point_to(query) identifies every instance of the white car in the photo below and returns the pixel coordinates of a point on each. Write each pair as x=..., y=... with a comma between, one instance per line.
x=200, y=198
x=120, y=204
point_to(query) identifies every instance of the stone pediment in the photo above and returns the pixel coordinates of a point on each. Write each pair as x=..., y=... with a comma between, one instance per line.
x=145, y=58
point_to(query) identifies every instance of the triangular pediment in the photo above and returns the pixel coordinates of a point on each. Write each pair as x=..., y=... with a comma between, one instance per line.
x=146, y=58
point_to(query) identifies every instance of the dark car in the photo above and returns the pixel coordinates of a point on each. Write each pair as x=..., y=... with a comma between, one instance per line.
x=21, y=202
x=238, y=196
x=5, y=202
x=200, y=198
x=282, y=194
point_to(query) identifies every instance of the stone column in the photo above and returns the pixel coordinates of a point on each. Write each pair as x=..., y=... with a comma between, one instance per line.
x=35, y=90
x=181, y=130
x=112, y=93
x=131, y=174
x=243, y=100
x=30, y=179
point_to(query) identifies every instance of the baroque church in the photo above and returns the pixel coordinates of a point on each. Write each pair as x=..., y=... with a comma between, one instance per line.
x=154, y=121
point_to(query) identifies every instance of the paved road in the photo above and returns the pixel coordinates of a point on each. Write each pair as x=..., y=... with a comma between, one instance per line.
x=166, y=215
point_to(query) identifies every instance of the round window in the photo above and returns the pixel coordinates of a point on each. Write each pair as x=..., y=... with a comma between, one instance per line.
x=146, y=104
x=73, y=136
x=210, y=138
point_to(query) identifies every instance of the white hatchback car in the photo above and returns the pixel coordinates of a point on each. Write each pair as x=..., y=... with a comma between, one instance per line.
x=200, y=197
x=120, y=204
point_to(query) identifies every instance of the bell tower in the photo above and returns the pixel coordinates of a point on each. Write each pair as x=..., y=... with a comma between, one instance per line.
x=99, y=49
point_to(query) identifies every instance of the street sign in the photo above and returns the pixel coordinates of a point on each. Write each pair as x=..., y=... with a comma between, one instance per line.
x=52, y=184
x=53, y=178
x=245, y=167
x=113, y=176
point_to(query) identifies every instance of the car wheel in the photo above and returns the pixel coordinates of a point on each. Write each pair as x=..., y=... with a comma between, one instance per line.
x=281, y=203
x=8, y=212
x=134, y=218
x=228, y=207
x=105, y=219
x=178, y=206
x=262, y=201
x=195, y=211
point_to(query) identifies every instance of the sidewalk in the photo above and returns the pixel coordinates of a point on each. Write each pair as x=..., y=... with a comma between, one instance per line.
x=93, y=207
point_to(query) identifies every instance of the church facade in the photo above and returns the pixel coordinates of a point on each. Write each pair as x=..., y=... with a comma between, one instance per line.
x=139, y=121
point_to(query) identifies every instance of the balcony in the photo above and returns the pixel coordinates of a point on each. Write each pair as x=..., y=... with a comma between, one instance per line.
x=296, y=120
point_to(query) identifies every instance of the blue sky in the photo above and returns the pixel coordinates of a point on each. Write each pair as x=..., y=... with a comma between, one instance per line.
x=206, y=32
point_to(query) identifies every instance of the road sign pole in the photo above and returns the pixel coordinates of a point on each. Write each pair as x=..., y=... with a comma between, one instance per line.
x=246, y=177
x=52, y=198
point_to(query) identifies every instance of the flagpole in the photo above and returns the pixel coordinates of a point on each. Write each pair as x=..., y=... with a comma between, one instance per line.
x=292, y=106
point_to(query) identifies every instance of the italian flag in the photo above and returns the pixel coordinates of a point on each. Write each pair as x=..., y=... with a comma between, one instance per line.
◆ ◆ ◆
_Work to be completed_. Write out, word for word, the lines from the one containing "point_to(query) identifies every instance of the flagpole" through the end of the records, with no other lines.

_Expected answer_.
point_to(query) identifies every instance of the flagpole in the photo above and returns the pixel coordinates of a point on each. Write each pair as x=..., y=... with a comma between, one instance per line.
x=292, y=106
point_to(query) identifies every instance of the italian flag in the photo above and returns the pixel coordinates of a point on each. Write each pair as x=..., y=... with a comma between, one instance per line.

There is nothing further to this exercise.